* What is expected: The word "decorative" marks the lines to find; copy every such line from the data below.

====== Provided data

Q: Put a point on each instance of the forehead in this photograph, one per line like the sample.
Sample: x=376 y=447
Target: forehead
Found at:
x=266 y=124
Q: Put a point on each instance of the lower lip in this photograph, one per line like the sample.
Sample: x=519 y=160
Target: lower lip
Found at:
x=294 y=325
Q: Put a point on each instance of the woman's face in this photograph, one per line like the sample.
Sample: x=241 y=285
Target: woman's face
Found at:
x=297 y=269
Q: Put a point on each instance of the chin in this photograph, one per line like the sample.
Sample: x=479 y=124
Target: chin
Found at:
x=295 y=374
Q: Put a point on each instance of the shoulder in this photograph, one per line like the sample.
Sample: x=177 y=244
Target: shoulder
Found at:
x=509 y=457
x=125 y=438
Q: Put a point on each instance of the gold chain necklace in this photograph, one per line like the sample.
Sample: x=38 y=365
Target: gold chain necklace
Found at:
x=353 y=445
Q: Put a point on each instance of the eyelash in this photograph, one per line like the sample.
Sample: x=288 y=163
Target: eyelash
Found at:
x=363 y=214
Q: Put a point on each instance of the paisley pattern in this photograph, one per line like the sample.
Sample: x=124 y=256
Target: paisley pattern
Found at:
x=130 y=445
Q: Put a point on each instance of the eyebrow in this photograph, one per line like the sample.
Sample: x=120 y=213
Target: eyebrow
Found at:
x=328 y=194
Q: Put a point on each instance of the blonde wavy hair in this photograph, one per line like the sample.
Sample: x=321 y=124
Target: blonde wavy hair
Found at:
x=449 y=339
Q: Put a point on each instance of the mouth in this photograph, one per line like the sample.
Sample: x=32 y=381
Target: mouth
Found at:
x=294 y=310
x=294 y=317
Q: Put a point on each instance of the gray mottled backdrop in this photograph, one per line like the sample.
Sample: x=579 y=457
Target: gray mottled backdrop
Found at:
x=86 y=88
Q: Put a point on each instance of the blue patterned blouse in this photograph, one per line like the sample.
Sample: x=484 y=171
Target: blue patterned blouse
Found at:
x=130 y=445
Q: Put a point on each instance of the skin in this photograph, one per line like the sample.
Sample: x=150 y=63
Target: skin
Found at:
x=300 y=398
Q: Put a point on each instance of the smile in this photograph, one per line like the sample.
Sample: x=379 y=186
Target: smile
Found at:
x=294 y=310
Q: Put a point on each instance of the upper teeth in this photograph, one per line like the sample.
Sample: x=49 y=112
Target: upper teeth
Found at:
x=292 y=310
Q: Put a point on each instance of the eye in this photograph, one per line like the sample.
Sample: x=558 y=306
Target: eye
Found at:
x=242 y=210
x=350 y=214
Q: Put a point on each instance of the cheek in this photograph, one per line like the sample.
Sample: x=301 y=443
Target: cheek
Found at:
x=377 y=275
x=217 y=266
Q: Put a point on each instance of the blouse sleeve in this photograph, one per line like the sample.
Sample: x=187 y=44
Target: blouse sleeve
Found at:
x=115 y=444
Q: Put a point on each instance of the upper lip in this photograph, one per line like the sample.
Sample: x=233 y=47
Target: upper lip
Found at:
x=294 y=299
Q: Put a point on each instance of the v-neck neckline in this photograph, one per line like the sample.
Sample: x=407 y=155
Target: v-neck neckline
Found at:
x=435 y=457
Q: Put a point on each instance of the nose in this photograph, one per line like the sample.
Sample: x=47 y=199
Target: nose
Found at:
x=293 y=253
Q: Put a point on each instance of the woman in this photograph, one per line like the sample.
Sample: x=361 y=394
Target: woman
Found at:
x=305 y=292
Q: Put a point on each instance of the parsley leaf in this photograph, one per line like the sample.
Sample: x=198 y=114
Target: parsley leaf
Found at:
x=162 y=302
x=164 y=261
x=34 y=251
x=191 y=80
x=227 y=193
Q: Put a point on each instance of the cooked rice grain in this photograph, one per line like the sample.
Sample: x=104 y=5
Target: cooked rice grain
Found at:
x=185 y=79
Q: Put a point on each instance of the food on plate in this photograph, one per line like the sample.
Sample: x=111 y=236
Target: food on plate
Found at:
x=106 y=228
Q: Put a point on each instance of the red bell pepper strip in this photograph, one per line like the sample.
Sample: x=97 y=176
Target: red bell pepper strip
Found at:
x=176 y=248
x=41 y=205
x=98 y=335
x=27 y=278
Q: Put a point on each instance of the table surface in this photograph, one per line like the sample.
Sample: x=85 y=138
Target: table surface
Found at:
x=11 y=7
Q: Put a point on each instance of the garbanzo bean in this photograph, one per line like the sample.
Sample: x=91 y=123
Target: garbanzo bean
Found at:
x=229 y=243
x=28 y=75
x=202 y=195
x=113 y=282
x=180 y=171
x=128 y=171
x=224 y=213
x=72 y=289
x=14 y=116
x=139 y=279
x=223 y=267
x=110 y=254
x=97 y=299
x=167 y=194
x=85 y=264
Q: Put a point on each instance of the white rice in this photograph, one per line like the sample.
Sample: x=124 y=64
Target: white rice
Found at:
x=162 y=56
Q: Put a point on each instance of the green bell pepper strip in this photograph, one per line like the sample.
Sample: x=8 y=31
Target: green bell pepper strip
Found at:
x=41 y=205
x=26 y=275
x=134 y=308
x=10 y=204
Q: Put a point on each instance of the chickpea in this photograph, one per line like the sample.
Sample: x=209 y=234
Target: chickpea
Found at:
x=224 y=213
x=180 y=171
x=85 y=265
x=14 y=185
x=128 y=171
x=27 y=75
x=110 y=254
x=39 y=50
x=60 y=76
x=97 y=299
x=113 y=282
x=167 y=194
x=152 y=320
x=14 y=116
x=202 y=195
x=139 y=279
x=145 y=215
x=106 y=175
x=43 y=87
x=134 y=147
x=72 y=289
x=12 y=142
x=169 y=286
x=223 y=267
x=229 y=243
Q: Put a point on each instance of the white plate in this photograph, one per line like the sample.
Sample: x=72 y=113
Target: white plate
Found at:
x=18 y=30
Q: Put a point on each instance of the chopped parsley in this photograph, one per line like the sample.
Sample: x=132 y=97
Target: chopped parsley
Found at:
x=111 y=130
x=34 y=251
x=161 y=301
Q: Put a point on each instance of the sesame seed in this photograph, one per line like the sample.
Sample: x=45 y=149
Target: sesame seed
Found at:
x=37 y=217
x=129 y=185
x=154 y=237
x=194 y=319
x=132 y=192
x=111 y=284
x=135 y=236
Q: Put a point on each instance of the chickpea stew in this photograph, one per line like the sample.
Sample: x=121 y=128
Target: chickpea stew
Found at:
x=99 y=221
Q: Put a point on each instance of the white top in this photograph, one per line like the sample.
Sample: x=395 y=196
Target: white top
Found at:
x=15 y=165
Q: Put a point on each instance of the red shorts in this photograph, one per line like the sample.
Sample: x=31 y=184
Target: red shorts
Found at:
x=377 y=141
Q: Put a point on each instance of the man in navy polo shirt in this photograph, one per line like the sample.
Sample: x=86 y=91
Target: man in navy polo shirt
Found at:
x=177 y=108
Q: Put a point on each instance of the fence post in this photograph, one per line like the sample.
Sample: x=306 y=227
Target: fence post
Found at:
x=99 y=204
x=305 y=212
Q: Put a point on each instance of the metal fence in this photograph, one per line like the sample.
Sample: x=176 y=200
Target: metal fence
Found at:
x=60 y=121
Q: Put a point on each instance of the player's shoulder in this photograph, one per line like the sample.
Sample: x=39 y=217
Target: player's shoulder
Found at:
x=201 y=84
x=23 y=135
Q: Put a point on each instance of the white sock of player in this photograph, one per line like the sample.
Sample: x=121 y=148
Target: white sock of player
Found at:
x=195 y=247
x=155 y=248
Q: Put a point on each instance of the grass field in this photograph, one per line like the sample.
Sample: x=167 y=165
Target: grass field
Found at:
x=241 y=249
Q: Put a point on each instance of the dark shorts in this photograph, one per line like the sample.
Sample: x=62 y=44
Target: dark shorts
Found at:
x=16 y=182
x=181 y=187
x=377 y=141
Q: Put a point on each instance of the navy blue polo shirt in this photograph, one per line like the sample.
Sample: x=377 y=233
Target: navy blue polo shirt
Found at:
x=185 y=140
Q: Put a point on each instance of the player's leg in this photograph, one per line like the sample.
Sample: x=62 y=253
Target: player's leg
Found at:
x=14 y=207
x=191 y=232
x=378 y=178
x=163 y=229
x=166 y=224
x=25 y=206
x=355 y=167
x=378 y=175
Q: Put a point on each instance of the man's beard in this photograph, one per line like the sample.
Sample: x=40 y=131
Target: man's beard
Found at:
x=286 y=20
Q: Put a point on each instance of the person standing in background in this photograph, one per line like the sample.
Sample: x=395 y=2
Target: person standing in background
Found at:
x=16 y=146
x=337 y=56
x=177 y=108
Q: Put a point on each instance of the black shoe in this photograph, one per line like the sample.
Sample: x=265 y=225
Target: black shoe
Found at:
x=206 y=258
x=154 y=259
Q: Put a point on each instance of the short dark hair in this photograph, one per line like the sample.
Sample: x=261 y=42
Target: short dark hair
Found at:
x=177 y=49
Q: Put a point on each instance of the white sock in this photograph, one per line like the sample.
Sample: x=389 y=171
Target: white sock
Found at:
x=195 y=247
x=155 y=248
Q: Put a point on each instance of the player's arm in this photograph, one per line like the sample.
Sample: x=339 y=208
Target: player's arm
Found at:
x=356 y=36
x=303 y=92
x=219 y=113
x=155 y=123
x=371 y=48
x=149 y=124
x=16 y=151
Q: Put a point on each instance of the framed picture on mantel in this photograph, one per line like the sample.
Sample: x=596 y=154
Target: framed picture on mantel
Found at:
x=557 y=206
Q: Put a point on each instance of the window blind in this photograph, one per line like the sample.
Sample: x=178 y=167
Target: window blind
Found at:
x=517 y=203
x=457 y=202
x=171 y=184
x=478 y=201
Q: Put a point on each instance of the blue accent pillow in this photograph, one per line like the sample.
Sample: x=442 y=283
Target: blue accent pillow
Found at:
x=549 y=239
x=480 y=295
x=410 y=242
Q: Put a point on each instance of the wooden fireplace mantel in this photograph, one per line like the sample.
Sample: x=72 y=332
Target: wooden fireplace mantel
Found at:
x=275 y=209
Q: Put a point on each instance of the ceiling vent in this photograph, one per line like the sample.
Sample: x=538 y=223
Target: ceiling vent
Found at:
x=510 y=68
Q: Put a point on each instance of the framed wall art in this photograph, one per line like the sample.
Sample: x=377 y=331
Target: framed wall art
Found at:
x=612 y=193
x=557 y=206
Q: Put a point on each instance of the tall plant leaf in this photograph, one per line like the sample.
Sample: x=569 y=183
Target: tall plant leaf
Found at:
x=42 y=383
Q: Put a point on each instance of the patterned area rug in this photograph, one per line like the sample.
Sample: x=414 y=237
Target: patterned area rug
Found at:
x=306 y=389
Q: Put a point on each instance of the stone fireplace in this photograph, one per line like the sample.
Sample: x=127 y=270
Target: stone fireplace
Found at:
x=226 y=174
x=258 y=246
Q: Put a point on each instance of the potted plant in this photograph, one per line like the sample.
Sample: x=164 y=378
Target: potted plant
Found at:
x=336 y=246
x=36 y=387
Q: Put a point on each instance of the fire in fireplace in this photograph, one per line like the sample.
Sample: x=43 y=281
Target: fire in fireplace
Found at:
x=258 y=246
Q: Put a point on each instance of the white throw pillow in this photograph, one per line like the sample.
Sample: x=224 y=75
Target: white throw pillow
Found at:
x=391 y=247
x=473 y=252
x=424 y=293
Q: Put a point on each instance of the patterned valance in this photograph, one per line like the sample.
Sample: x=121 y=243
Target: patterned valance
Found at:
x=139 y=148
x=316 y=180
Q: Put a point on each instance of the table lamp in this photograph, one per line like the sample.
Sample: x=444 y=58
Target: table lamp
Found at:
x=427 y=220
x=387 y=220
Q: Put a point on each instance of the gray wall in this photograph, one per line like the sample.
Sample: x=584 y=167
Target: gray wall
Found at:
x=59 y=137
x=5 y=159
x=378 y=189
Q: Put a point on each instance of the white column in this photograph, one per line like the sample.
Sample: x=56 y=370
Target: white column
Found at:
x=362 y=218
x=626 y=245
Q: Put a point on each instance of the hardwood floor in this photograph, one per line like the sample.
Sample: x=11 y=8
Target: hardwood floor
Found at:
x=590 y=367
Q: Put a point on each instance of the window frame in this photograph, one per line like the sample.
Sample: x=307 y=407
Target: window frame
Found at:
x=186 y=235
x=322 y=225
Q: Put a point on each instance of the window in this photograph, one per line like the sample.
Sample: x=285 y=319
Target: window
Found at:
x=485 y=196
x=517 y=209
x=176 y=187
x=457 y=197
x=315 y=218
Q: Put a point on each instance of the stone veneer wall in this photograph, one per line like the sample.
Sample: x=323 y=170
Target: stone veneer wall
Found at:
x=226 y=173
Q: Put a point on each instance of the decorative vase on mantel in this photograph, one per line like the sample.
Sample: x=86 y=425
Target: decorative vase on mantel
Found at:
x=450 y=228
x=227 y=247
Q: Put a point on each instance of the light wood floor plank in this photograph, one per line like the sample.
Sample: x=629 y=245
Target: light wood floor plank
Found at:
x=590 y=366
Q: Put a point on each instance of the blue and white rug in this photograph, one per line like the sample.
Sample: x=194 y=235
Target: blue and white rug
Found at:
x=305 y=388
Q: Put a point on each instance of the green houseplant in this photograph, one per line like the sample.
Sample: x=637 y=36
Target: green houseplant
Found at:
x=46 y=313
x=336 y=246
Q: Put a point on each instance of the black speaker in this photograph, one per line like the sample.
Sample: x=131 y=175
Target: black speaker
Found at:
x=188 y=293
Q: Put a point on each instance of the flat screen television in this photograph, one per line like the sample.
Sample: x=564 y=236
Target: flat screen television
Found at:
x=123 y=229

============

* Answer section:
Q: Put a point on each instance of the decorative vase on mantel in this photograph, one per line like the sample.
Target: decorative vase on mantel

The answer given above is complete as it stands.